[start]

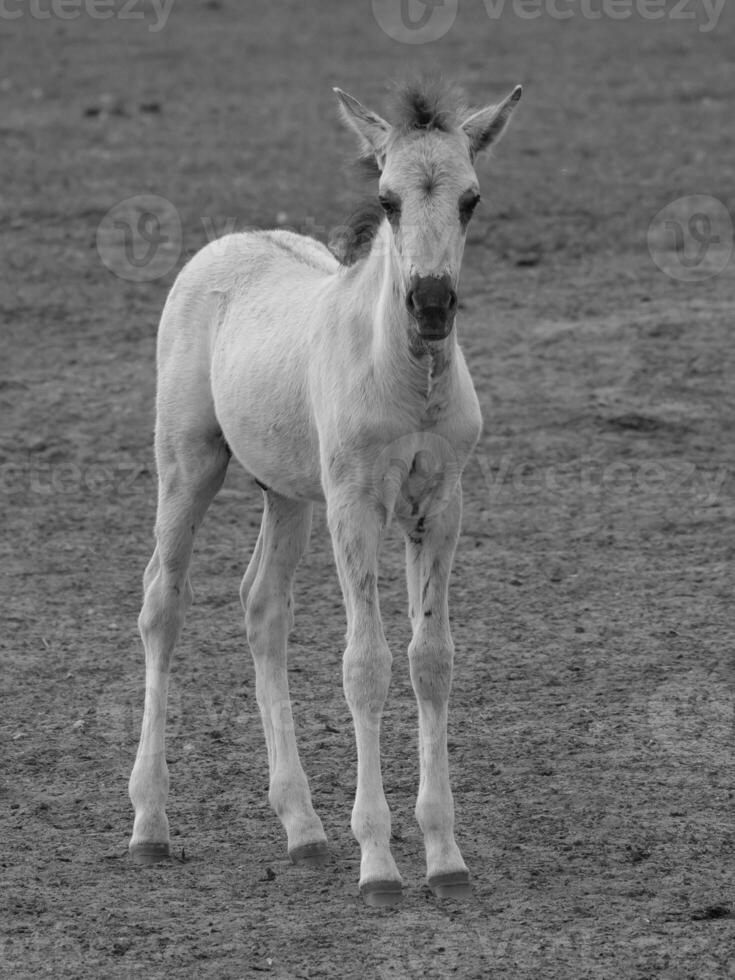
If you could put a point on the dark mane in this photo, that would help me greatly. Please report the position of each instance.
(351, 242)
(427, 104)
(421, 104)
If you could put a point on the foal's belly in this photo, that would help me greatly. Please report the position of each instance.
(260, 403)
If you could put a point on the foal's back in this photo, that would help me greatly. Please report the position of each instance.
(233, 351)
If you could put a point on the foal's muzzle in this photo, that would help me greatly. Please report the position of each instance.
(432, 302)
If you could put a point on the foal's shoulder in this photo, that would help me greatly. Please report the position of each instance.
(301, 248)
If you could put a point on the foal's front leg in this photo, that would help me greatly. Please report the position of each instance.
(430, 545)
(366, 675)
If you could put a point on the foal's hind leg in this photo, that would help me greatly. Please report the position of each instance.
(267, 601)
(188, 480)
(430, 544)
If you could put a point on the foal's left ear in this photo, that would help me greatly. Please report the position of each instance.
(485, 127)
(371, 129)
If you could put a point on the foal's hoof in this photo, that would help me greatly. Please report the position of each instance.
(453, 884)
(310, 855)
(149, 853)
(381, 894)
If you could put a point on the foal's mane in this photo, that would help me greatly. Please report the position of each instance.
(424, 104)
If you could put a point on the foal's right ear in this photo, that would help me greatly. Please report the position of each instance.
(371, 129)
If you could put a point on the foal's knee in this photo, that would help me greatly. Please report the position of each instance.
(366, 675)
(430, 661)
(267, 613)
(164, 606)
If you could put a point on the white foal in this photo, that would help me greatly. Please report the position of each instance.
(337, 379)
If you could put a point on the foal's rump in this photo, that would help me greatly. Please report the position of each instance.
(233, 352)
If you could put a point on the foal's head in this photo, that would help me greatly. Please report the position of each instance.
(428, 188)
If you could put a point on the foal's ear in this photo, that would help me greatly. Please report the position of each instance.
(371, 129)
(485, 127)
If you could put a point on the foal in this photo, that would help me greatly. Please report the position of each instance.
(339, 381)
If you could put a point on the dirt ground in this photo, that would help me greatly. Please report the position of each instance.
(593, 709)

[end]

Required work
Every line from the line containing "If you could put a point on the foal's right" to the last line of the material above must be repeated exactly, and no other line.

Reply to the exercise
If you could put a point on the foal's right ear in this photo, that would help me greatly. Please report the position of each instance.
(371, 129)
If you could put a point on the foal's knee in this photo, that would help me greatly. Please report the position of each instance.
(366, 675)
(430, 661)
(267, 613)
(164, 606)
If you could put a point on the white foal in this photo, that would help me greatly. Please report the position of each instance.
(337, 379)
If you could put a point on the foal's rump in this photo, that would help me greatly. Please report the position of each instance.
(233, 352)
If you could put a point on the foal's head in this photo, that would help me greatly. Please report the position of each instance.
(428, 188)
If you could put a point on the foal's ear in this photo, that would help me greatly. Please report the position of each instance.
(371, 129)
(485, 127)
If you could put a point on the foal in this photo, that would help me greatly. Please report the position of each instance.
(339, 381)
If you could put a point on the dirt ground in this photo, that would help me greatly. Please report the position of each instance.
(593, 709)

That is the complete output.